Shape boundary rows
..........
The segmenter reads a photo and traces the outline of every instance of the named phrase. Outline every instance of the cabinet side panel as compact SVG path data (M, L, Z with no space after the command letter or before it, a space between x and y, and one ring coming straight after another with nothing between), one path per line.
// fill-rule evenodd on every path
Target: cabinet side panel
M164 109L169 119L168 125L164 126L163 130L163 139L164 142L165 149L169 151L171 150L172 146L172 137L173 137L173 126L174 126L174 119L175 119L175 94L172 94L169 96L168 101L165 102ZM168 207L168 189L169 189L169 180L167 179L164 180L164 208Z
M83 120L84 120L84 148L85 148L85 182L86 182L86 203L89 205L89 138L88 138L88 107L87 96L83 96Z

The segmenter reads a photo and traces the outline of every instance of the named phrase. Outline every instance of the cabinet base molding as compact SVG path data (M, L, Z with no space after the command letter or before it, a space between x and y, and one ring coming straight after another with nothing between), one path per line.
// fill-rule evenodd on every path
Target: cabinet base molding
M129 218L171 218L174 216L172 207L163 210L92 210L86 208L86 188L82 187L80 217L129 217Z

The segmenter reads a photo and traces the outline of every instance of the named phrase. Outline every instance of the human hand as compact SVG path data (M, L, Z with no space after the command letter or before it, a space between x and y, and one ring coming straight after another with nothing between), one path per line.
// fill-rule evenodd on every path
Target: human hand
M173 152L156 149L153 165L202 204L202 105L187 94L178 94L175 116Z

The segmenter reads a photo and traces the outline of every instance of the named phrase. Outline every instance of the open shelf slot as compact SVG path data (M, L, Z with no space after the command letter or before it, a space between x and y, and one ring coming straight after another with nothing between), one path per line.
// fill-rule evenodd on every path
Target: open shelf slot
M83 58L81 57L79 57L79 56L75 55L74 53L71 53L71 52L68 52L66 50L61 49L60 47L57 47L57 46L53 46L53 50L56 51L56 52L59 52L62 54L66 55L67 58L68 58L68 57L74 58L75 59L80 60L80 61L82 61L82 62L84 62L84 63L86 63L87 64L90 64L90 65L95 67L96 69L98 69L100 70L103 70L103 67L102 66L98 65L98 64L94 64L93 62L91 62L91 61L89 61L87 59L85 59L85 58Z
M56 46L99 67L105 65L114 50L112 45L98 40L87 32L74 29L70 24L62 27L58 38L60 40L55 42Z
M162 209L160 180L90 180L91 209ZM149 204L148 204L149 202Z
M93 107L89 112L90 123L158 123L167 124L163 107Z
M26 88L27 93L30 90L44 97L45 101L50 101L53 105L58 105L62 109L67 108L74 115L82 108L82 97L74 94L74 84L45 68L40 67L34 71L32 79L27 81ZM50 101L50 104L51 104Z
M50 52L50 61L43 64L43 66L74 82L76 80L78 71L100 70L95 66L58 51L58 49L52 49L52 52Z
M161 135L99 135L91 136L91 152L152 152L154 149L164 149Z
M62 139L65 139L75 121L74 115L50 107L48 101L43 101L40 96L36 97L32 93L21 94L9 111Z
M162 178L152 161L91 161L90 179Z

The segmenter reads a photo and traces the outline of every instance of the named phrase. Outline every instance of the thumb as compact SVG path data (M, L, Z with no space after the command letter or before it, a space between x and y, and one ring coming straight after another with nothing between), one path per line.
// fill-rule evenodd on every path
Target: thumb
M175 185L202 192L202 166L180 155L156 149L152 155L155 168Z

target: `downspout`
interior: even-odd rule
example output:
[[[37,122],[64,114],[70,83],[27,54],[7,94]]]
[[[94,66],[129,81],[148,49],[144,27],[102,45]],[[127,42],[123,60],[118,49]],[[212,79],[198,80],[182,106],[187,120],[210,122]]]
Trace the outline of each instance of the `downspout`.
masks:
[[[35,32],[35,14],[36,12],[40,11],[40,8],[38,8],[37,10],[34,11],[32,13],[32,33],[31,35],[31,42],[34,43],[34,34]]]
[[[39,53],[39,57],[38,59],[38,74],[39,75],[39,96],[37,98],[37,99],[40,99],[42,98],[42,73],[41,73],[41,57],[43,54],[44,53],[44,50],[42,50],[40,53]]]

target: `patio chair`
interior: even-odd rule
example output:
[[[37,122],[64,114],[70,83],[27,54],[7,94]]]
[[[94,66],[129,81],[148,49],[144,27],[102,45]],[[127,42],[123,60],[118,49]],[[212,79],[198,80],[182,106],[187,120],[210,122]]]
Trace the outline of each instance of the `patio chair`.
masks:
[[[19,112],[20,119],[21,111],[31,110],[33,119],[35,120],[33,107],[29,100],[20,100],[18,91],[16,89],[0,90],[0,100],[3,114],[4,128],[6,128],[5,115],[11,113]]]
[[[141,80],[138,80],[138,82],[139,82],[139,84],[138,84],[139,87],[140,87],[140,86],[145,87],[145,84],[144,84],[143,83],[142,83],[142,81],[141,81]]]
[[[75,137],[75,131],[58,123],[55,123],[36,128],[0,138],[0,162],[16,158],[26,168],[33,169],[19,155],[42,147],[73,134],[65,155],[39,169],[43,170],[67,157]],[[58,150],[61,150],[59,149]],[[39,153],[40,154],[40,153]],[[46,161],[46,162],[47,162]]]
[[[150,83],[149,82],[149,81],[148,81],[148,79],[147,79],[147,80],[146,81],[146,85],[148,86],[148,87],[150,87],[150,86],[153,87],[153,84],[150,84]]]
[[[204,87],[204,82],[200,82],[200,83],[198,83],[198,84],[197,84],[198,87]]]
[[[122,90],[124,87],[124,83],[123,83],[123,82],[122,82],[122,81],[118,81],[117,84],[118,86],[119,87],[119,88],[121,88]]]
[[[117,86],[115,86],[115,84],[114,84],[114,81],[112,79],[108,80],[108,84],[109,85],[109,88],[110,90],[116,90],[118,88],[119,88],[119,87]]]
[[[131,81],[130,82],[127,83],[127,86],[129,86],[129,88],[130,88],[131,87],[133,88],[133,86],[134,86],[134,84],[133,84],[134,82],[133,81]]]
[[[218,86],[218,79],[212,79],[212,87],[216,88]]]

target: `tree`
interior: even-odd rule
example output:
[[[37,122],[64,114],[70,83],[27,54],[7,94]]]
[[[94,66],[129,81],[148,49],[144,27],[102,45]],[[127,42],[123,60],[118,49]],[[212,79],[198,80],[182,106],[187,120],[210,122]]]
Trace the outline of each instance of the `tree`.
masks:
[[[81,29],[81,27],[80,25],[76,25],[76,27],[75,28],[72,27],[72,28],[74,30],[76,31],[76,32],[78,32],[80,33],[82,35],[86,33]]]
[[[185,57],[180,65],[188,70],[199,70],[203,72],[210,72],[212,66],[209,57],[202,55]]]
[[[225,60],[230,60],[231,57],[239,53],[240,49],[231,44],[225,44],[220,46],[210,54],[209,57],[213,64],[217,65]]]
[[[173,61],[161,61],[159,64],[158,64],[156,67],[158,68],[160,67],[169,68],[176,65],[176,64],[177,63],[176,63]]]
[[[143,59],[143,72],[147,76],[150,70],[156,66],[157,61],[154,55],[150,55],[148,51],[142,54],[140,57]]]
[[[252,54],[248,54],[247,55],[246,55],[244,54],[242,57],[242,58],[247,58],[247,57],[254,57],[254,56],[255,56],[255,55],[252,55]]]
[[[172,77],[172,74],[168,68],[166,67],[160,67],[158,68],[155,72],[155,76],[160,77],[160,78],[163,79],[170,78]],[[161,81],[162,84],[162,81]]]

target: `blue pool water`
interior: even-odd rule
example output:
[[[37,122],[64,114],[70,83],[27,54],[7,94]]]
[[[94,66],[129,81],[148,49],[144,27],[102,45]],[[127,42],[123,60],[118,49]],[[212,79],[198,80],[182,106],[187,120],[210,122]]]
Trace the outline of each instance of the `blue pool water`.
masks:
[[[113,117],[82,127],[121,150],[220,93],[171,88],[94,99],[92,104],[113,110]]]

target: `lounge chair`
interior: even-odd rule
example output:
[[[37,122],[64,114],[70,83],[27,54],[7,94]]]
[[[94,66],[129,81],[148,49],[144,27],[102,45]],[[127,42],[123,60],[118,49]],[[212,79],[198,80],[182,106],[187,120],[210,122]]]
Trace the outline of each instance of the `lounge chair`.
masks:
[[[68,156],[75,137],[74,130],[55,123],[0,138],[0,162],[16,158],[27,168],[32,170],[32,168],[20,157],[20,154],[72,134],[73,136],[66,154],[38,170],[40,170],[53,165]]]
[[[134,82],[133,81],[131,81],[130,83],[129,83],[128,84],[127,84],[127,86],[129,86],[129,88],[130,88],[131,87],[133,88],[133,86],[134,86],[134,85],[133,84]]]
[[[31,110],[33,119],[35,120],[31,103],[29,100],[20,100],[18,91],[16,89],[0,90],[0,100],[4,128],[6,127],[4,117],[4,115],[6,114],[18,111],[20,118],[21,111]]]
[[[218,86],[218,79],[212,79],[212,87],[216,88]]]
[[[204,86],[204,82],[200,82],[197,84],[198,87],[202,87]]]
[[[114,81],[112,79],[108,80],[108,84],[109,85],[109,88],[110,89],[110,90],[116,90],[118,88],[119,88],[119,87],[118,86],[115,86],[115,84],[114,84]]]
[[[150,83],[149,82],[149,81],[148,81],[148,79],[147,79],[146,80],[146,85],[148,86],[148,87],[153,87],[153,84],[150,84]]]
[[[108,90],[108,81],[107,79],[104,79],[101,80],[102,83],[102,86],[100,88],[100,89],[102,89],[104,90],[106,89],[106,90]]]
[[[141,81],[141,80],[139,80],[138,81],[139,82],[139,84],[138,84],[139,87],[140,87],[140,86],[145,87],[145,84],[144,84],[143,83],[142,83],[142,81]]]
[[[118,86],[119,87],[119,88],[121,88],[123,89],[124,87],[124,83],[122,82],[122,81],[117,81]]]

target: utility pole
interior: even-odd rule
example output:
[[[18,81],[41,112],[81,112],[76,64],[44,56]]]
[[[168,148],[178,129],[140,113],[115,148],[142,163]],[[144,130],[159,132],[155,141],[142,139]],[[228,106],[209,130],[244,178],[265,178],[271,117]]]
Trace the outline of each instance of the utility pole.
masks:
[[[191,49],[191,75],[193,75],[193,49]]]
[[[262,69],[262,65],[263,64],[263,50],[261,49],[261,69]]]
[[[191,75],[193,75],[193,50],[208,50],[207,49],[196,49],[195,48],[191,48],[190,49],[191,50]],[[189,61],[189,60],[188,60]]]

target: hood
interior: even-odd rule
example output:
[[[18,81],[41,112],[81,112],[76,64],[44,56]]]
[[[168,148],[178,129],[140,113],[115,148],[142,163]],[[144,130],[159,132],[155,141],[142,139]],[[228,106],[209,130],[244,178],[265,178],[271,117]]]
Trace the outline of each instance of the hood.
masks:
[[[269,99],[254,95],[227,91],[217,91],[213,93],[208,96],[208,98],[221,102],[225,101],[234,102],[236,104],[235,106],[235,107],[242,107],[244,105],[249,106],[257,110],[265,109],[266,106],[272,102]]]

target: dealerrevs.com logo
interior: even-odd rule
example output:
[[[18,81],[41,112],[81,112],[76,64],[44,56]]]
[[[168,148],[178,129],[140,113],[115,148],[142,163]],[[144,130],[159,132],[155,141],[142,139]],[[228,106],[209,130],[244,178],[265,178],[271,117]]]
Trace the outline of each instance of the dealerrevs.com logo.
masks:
..........
GOAL OF THE EXERCISE
Write out the rows again from the start through the line containing "M129 218L171 218L174", switching every "segmenter" to "tracer" and changing nothing else.

REPLY
The tracer reads a photo and traces the outline of every instance of the named phrase. Outline every instance of the cabinet side panel as compact SVG path data (M, L, Z with no space after the command letter or before it, a space between x and y, and one ring coming straight after another with nothing between), one path per line.
// fill-rule evenodd on every path
Target: cabinet side panel
M164 109L169 119L168 125L164 126L163 130L163 139L164 142L165 149L169 151L171 150L172 146L172 137L173 137L173 126L174 126L174 119L175 119L175 94L172 94L169 96L168 101L165 102ZM168 207L168 189L169 189L169 180L167 179L164 180L164 208Z
M83 120L84 120L84 148L85 148L85 182L86 182L86 203L89 205L89 138L88 138L88 107L87 96L83 96Z

The tracer reads a photo and traces the outline of every instance of the named phrase. Outline every instance of the cabinet base molding as compact SVG path data (M, L, Z with no space after the command letter or before it, a space between x and y, and one ring coming straight after another with nothing between), one path per line.
// fill-rule evenodd on every path
Target: cabinet base molding
M129 218L171 218L174 216L172 207L163 210L92 210L86 208L86 188L82 187L80 217L129 217Z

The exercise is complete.